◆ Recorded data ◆
════════

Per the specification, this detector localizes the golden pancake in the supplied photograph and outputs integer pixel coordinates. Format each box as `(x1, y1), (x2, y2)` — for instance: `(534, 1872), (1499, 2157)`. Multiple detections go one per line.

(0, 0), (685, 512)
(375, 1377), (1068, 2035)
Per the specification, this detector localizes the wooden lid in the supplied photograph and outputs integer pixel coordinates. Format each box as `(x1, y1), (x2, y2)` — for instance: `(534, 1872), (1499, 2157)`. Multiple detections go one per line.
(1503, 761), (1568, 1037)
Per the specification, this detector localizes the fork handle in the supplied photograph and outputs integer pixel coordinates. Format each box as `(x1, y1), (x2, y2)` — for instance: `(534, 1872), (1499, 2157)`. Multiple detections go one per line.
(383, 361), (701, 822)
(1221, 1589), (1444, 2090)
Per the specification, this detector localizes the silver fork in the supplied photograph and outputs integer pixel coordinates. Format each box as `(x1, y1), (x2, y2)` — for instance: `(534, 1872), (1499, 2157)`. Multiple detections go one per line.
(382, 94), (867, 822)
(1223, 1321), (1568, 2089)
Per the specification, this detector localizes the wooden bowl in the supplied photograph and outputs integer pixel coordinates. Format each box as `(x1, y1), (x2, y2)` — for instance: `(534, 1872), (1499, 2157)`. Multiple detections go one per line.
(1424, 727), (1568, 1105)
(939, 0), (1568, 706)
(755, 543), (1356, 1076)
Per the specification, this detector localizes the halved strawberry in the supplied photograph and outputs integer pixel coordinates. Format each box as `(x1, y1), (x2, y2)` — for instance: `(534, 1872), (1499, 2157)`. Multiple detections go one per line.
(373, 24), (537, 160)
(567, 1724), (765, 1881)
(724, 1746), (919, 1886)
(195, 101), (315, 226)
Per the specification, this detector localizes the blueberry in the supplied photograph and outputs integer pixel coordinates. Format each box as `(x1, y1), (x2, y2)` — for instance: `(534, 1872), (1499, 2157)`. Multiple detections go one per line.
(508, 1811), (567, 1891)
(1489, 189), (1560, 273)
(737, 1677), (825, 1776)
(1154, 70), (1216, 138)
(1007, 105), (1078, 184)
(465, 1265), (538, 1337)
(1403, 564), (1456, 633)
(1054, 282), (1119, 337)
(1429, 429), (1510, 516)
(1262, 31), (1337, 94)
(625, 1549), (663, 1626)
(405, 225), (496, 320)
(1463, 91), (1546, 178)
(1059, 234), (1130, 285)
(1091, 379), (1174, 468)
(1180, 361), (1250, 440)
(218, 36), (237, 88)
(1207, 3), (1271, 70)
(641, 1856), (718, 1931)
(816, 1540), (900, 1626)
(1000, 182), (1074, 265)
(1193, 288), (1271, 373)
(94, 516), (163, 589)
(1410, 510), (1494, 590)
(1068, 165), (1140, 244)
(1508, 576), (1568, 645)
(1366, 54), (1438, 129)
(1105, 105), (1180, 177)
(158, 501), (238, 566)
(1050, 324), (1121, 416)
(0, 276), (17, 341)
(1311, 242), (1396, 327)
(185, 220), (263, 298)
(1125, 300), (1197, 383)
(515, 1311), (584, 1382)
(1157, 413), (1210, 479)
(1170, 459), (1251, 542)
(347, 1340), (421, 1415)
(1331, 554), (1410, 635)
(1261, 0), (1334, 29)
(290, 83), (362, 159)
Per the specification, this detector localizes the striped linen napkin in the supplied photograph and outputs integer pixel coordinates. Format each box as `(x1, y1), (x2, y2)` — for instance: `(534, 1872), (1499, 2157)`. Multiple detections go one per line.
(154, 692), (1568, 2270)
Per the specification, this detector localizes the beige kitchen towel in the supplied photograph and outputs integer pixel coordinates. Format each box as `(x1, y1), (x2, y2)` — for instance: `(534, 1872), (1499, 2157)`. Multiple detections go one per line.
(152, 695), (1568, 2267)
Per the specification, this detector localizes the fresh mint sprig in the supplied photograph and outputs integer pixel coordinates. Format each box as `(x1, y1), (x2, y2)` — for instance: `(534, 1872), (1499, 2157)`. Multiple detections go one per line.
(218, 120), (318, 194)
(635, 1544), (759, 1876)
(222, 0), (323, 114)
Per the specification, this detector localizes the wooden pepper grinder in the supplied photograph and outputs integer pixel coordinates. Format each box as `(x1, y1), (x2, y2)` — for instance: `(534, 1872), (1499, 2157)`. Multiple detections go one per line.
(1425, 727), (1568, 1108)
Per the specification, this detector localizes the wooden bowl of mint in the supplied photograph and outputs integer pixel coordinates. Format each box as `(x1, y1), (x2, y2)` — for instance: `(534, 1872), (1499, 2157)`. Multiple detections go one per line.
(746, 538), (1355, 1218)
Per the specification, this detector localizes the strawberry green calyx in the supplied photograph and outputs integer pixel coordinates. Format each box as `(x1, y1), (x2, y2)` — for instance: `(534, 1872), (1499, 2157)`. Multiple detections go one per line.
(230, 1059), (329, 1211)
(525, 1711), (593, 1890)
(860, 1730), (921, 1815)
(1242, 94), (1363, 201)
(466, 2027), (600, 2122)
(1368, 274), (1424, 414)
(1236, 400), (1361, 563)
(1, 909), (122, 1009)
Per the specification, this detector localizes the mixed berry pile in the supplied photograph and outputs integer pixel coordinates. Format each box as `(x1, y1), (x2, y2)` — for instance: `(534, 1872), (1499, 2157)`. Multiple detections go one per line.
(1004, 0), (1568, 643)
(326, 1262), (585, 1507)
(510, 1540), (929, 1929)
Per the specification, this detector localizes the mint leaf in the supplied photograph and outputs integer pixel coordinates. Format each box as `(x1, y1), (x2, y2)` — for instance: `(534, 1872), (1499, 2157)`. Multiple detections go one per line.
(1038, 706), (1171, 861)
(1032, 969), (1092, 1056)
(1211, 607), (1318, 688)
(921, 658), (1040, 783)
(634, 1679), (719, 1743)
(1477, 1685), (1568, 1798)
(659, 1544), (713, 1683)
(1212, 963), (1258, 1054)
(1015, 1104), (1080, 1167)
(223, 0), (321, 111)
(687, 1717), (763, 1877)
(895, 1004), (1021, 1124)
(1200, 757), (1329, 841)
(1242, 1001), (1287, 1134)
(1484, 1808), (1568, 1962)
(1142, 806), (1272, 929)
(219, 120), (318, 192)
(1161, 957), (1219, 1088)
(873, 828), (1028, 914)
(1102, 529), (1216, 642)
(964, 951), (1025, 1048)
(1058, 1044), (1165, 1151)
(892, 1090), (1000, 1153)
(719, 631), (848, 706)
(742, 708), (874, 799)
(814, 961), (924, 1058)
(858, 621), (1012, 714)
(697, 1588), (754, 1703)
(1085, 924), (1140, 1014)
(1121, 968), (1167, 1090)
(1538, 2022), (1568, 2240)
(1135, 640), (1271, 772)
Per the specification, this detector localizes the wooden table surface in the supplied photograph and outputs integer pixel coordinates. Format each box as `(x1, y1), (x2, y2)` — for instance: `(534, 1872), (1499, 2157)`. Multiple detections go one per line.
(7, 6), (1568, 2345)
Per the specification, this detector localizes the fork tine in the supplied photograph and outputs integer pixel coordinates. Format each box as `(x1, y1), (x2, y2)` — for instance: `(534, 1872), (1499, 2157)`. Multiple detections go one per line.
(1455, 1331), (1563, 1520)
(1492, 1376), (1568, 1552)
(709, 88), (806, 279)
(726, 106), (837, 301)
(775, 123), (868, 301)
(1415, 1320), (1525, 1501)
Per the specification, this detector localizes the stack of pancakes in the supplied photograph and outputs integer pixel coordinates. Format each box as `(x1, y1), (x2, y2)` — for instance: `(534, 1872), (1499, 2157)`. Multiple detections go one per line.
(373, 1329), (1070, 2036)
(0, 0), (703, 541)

════════

◆ Your assignment ◆
For this exercise, repeat the data above exactly.

◆ Response to this task ◆
Per the specification, this detector localizes the golden pancake in the supplied photograph and outputs integer pixel coordinates. Format each box as `(x1, y1), (x2, y2)` — for instance: `(534, 1872), (1499, 2157)`. Multiple detections go one per line.

(0, 0), (685, 512)
(375, 1377), (1068, 2035)
Per the specification, this detector localizes the wooden lid in the supplied photograph and outputs integer pixel coordinates. Format each box as `(x1, y1), (x2, y2)` — for instance: `(534, 1872), (1499, 2157)`. Multiple detections go one per line.
(1503, 761), (1568, 1037)
Per the specification, this detector localizes the fork handle in the supplied photograph and outputs integer pixel coordinates. Format each box as `(x1, y1), (x2, y2)` — for instance: `(534, 1872), (1499, 2157)`. Multiple detections go one per line.
(383, 361), (701, 822)
(1221, 1589), (1444, 2090)
Per the specification, this detector localizes the silver fork in the supplied photograph and outputs integer pixel coordinates. Format each box as `(x1, y1), (x2, y2)` — for instance: `(534, 1872), (1499, 2157)`. Multiple detections go one per line.
(382, 94), (867, 822)
(1223, 1321), (1568, 2089)
Per the specification, this detector localizes the wooden bowl in the supplied photograph and outputs integer pixel coordinates. Format each box as `(x1, y1), (x2, y2)` — for instance: `(534, 1872), (1499, 2157)`. Multiple detections go one per line.
(1424, 727), (1568, 1105)
(939, 0), (1568, 706)
(755, 543), (1356, 1076)
Per the specification, this detector localizes the halved strawberry in the supplied photograph and outputs integer pixel coordinates. Format each box as `(x1, y1), (x2, y2)` — for instance: `(534, 1872), (1499, 2157)`. Multiple detections go one per line.
(373, 24), (537, 160)
(567, 1724), (765, 1881)
(724, 1746), (919, 1886)
(195, 101), (315, 226)
Per the specification, this detector localizes the blueberry in the supplied photograph and outputs integer pixel coordinates. Format each box as `(x1, y1), (x2, y2)` — for instance: `(534, 1872), (1499, 2157)`. Multiple detections go one per line.
(508, 1811), (567, 1891)
(1489, 189), (1560, 273)
(737, 1677), (825, 1776)
(1154, 70), (1216, 138)
(1007, 105), (1078, 184)
(465, 1265), (538, 1337)
(1403, 564), (1456, 633)
(1054, 282), (1119, 337)
(1429, 429), (1510, 516)
(1262, 31), (1337, 94)
(625, 1549), (663, 1626)
(405, 225), (496, 320)
(1463, 91), (1546, 178)
(1059, 234), (1130, 285)
(1091, 379), (1174, 468)
(1180, 361), (1250, 440)
(218, 36), (237, 88)
(1207, 3), (1271, 70)
(641, 1856), (718, 1931)
(816, 1540), (900, 1626)
(1000, 182), (1074, 265)
(1193, 288), (1271, 373)
(94, 516), (163, 589)
(1410, 510), (1494, 590)
(1068, 165), (1140, 244)
(1508, 576), (1568, 645)
(1366, 54), (1438, 129)
(1105, 105), (1180, 177)
(158, 501), (238, 566)
(1050, 324), (1121, 416)
(0, 276), (17, 341)
(1311, 242), (1396, 327)
(185, 220), (263, 298)
(1125, 300), (1197, 383)
(515, 1311), (584, 1382)
(1157, 413), (1210, 479)
(1170, 459), (1251, 542)
(347, 1340), (421, 1415)
(1331, 554), (1410, 635)
(1261, 0), (1334, 29)
(290, 83), (362, 159)
Per the specification, this detector localizes the striped linen napkin in the supplied photograph and outputs integer pixel coordinates. Format each box as `(x1, y1), (x2, y2)` — for instance: `(534, 1872), (1499, 2157)`. Multiple detections go one per line.
(154, 692), (1568, 2270)
Per the specification, this detector localizes the beige kitchen towel in the supplied photograph and outputs integer pixel coordinates. Format each box as `(x1, y1), (x2, y2)` — for instance: `(534, 1872), (1499, 2157)`. Multiple detections go one per line.
(152, 695), (1568, 2267)
Per the specification, this detector localizes the fresh mint sprig in the supplied photograph and outputs integer pixel coordinates. Format each box as `(x1, y1), (x2, y2)` — for instance: `(534, 1872), (1499, 2157)`. Multiple detections go one per line.
(218, 120), (318, 194)
(635, 1544), (759, 1876)
(222, 0), (323, 114)
Per the specification, this detector localizes the wooden pepper grinder in the supplied photograph and outputs integer pixel coordinates. Format each box as `(x1, y1), (x2, y2)` — for instance: `(534, 1872), (1499, 2157)`. Multiple detections go one per line.
(1425, 727), (1568, 1108)
Per the specification, this detector localizes the wooden bowl of mint in the supplied photograph and outputs integer pixel coordinates. Format each box as `(x1, y1), (x2, y2)` — for instance: `(534, 1872), (1499, 2157)`. Multiple detections go one per line.
(746, 538), (1355, 1218)
Per the specification, this detector localizes the strawberry green calyx in the supplied photograph and outputs integer pixel coordinates. Format each box as `(x1, y1), (x2, y2)` — for instance: `(534, 1872), (1499, 2157)`. Multiple detections go one per line.
(230, 1059), (329, 1211)
(525, 1711), (593, 1890)
(860, 1730), (921, 1815)
(1242, 94), (1363, 201)
(466, 2027), (600, 2122)
(1368, 274), (1424, 414)
(1236, 400), (1361, 563)
(1, 909), (122, 1009)
Per the specification, this detector localizes the mixed berry pile in the supplied photograph and outputs integer pixel coordinates. Format each box as `(x1, y1), (x2, y2)` — for instance: `(534, 1872), (1499, 2157)`. Multiple detections go one per line.
(1004, 0), (1568, 643)
(326, 1262), (585, 1507)
(510, 1540), (929, 1929)
Per the specification, this detector localizes the mint leaf in the supplied photograph and outputs integer pixel coordinates. Format each box as `(x1, y1), (x2, y2)` — for instance: `(534, 1872), (1499, 2157)`. Multiple detections go one per line.
(1038, 706), (1171, 861)
(1032, 969), (1092, 1056)
(1211, 607), (1318, 688)
(921, 658), (1040, 783)
(634, 1679), (719, 1743)
(1477, 1685), (1568, 1798)
(659, 1544), (713, 1683)
(1212, 963), (1258, 1054)
(1015, 1104), (1080, 1167)
(223, 0), (321, 111)
(687, 1717), (763, 1877)
(895, 1004), (1021, 1124)
(1200, 757), (1329, 841)
(1242, 1001), (1287, 1134)
(1484, 1808), (1568, 1962)
(1142, 806), (1272, 929)
(219, 120), (318, 192)
(1161, 957), (1219, 1088)
(873, 828), (1028, 914)
(1102, 529), (1216, 642)
(964, 951), (1025, 1048)
(1058, 1044), (1165, 1151)
(892, 1090), (1000, 1153)
(719, 631), (848, 706)
(742, 708), (874, 799)
(814, 961), (924, 1058)
(858, 621), (1012, 714)
(697, 1588), (754, 1703)
(1085, 924), (1140, 1014)
(1121, 968), (1167, 1090)
(1538, 2022), (1568, 2240)
(1135, 640), (1271, 772)
Per the specification, this detector localizes the wooden table surface in the supplied photograph and outputs integer pixel coordinates. Format each box as `(x1, y1), (x2, y2)` — for instance: `(534, 1872), (1499, 2157)`. Multiple detections go one per line.
(7, 6), (1568, 2345)
Per the specification, this detector localizes the fork tine in the supplied photograph and outputs integer pixel coordinates. Format each box as `(x1, y1), (x2, y2)` — for instance: `(534, 1872), (1499, 2157)`. Multiple detections go one per line.
(1455, 1331), (1563, 1520)
(1492, 1376), (1568, 1552)
(709, 88), (806, 279)
(726, 106), (837, 301)
(775, 123), (868, 301)
(1415, 1320), (1525, 1501)
Per the specification, this detector localizes the stack of pancakes in the supplied photograph and outputs integer pixel coordinates. Format each box as `(x1, y1), (x2, y2)` — for instance: `(534, 1872), (1499, 2157)`. Multiple detections go one per line.
(373, 1329), (1070, 2036)
(0, 0), (703, 541)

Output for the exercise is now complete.